» **PROVIDED INFORMATION**:
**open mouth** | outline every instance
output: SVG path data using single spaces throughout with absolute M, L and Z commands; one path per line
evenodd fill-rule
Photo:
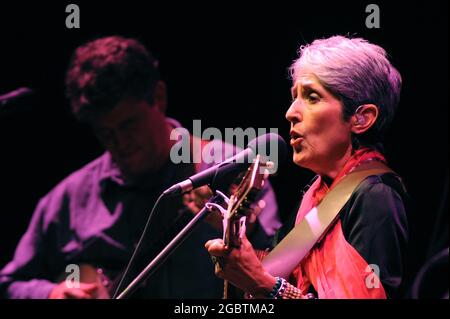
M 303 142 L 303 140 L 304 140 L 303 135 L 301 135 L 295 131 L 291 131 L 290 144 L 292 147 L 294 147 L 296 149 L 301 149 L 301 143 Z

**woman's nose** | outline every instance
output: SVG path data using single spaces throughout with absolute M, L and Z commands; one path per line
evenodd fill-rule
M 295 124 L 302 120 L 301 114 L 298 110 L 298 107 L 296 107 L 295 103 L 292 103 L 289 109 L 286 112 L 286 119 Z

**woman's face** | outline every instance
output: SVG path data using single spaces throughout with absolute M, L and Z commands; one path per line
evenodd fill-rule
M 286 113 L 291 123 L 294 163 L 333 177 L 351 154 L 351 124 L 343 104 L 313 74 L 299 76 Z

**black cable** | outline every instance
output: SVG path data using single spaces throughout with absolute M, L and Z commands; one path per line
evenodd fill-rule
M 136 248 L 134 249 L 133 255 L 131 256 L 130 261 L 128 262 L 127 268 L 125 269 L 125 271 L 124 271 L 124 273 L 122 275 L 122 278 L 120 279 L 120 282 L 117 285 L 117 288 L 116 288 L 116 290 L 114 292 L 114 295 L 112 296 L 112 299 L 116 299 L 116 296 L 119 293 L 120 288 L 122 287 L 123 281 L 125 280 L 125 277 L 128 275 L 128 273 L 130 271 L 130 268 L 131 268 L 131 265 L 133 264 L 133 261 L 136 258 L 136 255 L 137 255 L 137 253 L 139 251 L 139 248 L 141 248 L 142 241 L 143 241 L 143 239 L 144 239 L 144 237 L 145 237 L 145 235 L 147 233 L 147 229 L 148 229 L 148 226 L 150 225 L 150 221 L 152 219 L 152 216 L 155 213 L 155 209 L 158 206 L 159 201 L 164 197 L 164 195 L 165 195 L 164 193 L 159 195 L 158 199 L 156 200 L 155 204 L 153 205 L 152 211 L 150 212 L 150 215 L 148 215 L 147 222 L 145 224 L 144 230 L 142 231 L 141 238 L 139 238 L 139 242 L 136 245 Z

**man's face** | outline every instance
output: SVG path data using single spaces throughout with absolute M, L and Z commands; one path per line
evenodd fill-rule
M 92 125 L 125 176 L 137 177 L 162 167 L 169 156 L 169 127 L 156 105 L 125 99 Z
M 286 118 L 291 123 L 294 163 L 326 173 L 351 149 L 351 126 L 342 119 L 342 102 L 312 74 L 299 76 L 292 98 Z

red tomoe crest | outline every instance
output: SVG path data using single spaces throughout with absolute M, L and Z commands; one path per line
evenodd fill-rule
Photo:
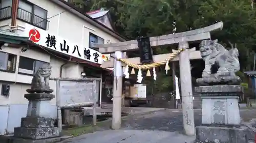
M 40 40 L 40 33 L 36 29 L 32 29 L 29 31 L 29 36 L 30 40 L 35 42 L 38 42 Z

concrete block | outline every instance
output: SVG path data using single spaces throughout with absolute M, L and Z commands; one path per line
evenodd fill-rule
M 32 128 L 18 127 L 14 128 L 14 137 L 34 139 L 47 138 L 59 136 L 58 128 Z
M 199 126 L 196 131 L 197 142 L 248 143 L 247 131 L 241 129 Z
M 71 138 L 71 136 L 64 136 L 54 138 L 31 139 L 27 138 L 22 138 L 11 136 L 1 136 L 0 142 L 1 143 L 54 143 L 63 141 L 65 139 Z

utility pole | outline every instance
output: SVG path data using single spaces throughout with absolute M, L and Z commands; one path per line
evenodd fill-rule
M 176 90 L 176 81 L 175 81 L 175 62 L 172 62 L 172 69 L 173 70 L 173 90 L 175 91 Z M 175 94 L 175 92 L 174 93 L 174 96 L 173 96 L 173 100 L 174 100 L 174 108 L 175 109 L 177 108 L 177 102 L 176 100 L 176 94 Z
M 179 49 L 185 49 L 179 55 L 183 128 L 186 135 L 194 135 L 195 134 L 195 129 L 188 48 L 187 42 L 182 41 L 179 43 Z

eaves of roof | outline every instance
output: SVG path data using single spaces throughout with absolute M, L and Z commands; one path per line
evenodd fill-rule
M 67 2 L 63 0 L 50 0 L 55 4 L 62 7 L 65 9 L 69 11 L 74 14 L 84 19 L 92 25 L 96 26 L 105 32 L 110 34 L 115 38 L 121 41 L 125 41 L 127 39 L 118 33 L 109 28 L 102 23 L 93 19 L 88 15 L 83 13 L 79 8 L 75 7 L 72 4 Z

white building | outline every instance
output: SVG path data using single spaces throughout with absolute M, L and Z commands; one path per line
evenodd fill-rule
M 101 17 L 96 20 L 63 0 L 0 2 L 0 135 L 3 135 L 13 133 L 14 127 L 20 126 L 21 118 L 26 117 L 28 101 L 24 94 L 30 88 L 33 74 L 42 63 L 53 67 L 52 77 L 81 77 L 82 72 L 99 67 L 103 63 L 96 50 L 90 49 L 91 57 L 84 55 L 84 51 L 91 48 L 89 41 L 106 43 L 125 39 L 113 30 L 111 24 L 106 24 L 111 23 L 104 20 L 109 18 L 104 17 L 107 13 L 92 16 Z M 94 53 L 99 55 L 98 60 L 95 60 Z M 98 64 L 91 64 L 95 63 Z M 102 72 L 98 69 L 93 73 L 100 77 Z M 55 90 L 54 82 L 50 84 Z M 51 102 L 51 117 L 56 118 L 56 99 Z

...

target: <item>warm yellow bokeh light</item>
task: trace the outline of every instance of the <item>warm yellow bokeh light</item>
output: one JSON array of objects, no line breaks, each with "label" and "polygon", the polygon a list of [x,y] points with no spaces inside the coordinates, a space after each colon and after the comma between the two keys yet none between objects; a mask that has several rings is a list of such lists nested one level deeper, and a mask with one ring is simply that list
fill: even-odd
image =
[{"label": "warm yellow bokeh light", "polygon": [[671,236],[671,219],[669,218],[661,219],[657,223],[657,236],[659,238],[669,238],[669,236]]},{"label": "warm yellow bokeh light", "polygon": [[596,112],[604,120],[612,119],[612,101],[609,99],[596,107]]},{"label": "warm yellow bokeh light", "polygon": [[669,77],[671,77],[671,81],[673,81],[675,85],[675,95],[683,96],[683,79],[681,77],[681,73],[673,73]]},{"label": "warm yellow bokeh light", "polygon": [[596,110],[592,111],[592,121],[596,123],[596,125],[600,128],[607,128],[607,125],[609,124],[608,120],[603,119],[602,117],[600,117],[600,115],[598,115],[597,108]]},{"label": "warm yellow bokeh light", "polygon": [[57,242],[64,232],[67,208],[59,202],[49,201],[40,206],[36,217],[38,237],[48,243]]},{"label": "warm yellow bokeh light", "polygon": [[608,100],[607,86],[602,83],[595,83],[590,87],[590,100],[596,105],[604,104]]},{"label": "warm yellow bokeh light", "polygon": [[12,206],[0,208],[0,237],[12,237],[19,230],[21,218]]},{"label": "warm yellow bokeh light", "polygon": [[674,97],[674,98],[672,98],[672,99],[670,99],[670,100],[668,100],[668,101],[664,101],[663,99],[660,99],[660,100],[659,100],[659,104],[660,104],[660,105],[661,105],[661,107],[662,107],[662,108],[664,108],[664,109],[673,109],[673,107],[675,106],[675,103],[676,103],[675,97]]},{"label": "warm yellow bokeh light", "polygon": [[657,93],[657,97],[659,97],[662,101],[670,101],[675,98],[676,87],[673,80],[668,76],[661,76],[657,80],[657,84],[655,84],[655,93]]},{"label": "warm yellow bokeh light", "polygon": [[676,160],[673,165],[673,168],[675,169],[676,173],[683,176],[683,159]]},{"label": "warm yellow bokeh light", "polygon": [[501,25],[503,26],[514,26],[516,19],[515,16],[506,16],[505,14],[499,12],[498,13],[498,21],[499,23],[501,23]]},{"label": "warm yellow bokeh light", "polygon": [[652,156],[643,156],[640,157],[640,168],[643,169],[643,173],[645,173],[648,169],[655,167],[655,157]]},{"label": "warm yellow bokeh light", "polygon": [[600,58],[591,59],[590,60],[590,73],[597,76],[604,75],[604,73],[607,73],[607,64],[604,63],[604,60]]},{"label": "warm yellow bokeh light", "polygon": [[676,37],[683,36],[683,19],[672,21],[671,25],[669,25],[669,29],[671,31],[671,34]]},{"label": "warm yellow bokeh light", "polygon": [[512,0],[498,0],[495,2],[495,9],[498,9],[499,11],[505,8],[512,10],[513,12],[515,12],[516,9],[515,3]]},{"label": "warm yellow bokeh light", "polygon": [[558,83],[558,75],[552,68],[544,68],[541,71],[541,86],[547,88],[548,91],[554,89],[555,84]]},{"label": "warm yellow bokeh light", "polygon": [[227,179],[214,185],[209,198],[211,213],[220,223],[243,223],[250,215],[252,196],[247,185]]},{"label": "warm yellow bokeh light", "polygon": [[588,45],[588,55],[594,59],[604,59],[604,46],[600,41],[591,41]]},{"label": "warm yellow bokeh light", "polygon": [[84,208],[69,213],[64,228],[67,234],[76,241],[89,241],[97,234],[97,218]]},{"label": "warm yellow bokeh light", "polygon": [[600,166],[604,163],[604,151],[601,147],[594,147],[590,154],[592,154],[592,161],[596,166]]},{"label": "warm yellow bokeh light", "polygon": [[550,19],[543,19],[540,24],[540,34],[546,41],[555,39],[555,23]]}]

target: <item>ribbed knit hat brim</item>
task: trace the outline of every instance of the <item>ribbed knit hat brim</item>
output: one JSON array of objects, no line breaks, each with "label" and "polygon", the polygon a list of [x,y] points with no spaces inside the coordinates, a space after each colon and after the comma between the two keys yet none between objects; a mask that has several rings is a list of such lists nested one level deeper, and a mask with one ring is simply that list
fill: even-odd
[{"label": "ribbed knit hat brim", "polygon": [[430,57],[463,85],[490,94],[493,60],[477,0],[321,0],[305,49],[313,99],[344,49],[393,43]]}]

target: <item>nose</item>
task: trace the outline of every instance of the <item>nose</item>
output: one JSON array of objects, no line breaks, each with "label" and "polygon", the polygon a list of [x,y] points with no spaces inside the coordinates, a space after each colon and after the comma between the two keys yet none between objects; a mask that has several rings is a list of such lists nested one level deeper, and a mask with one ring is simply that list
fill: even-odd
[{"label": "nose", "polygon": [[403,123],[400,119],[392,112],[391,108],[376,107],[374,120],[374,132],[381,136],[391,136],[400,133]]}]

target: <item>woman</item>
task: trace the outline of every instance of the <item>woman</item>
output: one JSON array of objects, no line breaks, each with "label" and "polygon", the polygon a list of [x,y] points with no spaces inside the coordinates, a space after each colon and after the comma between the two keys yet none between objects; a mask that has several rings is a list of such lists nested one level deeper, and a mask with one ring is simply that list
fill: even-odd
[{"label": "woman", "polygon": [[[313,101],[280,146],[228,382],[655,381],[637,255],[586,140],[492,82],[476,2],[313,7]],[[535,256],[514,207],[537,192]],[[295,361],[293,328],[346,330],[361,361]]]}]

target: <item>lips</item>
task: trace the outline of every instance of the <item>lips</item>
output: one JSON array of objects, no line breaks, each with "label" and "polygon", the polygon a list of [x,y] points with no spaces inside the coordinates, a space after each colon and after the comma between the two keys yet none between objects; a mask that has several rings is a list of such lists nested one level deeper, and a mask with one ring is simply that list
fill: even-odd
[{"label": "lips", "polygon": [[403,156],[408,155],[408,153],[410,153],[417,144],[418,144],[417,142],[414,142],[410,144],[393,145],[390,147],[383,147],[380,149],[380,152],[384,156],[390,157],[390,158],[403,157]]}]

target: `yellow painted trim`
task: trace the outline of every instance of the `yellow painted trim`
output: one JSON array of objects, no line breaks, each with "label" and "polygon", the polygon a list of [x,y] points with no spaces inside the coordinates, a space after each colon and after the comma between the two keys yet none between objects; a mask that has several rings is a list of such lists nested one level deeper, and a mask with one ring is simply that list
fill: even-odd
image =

» **TASK REQUIREMENTS**: Please copy the material between the lines holding "utility pole | outline every instance" and "M 179 49 L 185", inclusive, shifting every coordinate in the answers up by 102 and leaving all other lines unchanged.

» **ANSWER TO THE PROBLEM**:
utility pole | outline every instance
output: SVG path data using single spaces throughout with absolute M, L and Z commands; one path per line
evenodd fill-rule
M 278 192 L 278 183 L 277 183 L 277 164 L 274 164 L 274 171 L 275 172 L 275 192 L 277 193 Z M 277 196 L 277 194 L 276 195 L 276 198 L 275 198 L 275 202 L 276 202 L 276 210 L 277 211 L 279 210 L 279 204 L 278 202 L 278 196 Z
M 281 151 L 287 151 L 281 157 L 285 230 L 288 237 L 296 237 L 297 236 L 297 231 L 290 150 L 289 144 L 284 143 L 281 145 Z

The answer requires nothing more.